----- Source data -----
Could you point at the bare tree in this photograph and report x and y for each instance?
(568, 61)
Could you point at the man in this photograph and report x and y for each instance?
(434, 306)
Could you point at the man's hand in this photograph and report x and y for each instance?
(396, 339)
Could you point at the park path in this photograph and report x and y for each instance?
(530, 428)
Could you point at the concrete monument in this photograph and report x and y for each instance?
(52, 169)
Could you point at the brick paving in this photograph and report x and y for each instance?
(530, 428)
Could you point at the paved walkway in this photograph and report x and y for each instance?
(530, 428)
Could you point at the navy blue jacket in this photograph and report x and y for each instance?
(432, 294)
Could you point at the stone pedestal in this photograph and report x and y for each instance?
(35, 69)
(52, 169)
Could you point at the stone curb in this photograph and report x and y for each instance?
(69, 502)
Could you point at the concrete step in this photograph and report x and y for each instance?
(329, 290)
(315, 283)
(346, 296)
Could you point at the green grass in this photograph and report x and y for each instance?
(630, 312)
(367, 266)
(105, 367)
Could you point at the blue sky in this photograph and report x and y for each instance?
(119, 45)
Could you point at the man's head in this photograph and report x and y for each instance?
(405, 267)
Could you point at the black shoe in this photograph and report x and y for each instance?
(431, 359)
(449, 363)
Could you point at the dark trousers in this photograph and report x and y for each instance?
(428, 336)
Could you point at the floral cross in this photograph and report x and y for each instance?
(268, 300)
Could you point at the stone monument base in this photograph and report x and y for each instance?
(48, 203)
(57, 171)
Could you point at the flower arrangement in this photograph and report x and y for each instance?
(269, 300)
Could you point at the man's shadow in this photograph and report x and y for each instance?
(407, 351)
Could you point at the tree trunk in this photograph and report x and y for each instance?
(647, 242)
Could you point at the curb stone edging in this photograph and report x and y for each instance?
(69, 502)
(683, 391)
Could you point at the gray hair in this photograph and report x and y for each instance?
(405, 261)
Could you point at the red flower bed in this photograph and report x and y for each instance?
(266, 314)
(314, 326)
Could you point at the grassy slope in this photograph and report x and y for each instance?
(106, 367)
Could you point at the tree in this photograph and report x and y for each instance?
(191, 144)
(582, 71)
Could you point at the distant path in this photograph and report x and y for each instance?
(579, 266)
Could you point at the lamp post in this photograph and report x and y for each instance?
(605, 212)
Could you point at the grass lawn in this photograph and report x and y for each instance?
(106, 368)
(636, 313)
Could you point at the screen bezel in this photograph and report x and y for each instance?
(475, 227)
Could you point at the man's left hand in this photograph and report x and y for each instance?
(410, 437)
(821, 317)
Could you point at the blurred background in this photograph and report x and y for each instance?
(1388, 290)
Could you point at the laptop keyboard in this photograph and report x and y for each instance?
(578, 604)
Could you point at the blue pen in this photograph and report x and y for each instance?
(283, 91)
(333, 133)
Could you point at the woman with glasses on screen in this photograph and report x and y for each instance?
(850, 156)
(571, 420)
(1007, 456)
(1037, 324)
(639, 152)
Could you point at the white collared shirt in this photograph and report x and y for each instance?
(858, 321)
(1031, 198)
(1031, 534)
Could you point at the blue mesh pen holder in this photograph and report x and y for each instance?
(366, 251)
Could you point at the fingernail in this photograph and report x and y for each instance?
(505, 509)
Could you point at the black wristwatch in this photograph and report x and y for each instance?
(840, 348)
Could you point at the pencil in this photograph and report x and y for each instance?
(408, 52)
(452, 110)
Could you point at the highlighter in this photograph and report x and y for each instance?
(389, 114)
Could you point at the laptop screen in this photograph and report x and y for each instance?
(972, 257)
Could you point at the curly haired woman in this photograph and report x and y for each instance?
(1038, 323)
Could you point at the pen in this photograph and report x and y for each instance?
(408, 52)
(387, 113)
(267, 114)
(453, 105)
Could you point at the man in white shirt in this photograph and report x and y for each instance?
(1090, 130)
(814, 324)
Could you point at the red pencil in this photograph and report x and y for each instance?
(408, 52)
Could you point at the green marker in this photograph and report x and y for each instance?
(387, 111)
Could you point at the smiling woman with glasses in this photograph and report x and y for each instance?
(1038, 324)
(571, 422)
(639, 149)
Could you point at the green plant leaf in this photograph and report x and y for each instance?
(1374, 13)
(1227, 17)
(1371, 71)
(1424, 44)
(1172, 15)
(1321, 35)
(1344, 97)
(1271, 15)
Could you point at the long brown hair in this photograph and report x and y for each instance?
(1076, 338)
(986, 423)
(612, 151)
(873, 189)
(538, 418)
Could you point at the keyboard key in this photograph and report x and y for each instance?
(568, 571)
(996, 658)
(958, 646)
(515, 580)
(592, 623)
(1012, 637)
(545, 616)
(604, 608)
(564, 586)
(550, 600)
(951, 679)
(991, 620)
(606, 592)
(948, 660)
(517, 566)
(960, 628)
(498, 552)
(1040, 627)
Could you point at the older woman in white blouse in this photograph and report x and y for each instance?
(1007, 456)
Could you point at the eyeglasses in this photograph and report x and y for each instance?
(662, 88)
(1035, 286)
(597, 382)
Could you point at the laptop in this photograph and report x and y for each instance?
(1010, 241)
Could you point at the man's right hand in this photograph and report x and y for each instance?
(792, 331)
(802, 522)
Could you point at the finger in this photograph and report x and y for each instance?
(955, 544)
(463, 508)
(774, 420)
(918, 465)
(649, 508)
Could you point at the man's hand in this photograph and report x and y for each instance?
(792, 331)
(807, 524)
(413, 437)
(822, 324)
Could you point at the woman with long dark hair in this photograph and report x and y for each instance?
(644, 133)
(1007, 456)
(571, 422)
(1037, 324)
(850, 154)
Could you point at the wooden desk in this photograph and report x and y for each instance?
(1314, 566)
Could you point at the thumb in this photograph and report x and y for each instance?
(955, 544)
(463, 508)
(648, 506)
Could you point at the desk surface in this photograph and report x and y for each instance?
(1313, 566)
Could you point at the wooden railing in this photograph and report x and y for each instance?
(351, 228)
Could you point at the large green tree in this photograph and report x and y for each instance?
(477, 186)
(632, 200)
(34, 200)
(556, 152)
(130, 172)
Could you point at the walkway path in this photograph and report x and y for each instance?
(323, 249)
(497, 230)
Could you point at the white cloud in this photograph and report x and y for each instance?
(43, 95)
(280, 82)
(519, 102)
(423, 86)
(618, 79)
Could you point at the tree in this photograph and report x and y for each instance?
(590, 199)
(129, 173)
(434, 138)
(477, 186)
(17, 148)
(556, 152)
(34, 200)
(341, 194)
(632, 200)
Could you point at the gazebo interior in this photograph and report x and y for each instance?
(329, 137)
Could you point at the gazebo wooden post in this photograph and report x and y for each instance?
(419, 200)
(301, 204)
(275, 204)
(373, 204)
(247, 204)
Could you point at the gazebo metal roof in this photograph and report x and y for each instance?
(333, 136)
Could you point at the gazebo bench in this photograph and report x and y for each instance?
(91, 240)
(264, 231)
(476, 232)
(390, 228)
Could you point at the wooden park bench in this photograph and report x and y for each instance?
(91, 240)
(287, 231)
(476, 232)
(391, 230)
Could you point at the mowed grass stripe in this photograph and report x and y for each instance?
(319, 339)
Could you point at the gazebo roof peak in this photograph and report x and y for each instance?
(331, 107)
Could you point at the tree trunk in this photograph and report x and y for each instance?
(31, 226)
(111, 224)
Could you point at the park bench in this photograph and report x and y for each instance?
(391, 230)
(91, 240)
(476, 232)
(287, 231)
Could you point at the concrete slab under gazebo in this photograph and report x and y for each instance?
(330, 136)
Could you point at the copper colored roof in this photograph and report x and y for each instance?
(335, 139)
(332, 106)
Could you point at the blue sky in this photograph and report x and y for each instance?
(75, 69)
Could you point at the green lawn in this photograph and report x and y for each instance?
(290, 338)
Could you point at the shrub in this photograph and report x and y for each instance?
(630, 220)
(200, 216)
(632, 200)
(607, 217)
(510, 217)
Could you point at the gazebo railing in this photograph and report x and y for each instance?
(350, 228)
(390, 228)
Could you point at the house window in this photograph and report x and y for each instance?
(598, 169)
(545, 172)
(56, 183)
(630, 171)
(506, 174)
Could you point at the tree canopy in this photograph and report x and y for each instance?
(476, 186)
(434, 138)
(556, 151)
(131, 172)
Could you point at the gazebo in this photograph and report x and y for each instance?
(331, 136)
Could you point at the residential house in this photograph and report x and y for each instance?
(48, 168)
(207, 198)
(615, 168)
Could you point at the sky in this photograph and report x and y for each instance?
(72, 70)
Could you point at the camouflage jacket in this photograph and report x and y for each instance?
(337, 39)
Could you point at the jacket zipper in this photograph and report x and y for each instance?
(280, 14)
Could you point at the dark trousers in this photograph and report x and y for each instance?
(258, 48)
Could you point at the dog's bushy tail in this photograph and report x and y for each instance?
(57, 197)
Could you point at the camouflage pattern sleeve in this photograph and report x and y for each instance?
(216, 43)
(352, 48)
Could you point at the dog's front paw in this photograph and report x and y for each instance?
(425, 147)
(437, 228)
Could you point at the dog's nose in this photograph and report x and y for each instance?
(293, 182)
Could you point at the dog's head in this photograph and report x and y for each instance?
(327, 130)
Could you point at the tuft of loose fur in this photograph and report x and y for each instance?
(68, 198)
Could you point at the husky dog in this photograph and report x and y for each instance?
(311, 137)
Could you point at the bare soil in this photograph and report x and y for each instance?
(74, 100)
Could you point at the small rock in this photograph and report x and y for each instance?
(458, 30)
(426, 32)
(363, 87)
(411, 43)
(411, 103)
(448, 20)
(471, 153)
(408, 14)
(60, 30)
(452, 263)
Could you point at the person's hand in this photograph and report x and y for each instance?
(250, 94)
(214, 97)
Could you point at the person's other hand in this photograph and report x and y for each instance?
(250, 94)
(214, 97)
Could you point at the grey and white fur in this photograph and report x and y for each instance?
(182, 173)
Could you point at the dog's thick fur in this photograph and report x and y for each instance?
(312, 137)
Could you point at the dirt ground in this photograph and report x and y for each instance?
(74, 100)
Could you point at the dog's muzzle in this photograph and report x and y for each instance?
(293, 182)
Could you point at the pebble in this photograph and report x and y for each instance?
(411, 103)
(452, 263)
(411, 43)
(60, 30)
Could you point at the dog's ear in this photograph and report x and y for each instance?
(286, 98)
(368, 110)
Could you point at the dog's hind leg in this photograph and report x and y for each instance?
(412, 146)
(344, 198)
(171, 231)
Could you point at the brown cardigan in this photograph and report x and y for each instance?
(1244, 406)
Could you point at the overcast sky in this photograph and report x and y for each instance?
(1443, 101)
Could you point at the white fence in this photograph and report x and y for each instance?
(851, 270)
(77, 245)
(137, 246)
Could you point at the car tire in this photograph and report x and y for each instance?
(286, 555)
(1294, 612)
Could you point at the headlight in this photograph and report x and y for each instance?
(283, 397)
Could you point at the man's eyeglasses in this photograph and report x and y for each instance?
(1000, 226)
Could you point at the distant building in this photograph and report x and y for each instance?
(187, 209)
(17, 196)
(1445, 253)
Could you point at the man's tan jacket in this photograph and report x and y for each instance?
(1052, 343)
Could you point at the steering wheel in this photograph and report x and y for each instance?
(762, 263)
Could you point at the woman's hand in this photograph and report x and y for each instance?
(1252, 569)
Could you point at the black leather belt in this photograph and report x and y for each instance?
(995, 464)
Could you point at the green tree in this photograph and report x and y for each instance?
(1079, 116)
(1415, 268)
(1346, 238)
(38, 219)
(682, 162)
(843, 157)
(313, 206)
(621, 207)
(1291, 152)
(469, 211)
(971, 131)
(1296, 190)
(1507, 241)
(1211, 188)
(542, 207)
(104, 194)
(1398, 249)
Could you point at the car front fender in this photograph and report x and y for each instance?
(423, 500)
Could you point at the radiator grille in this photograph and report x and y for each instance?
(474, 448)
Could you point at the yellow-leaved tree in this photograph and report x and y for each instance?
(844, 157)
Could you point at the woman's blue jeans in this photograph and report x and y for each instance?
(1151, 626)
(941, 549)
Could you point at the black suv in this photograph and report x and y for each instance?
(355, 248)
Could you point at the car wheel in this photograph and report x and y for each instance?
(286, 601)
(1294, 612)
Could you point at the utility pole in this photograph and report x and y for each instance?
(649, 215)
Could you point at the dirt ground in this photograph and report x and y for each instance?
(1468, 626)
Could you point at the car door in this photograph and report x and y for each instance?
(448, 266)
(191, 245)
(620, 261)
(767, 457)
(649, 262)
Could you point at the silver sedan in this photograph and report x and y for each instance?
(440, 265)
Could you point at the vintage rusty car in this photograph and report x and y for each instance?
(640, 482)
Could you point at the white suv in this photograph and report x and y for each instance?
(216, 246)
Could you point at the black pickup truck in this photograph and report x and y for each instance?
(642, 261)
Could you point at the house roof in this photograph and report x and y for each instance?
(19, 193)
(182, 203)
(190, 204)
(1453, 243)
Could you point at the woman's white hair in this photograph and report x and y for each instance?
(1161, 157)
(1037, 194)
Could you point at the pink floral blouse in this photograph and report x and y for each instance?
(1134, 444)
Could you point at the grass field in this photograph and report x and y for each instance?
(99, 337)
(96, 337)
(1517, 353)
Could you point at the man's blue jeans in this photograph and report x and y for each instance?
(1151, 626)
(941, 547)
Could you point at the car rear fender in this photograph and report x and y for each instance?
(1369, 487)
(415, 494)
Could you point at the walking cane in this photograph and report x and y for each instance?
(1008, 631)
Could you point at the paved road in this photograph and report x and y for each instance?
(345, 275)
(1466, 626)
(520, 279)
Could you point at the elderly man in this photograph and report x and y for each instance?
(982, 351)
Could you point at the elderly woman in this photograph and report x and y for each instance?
-----
Work task: Copy each line, exactly, that falls between the line containing "Could you point at the paved road" and the end of the entries, both included.

The answer:
Could you point at the paved road in this photograph and report x and y for each instance?
(345, 275)
(1466, 626)
(520, 279)
Could you point at the elderly man in this photograph and report x and y for each instance?
(982, 351)
Could you point at the elderly woman in this photograph and report x and y for each instance?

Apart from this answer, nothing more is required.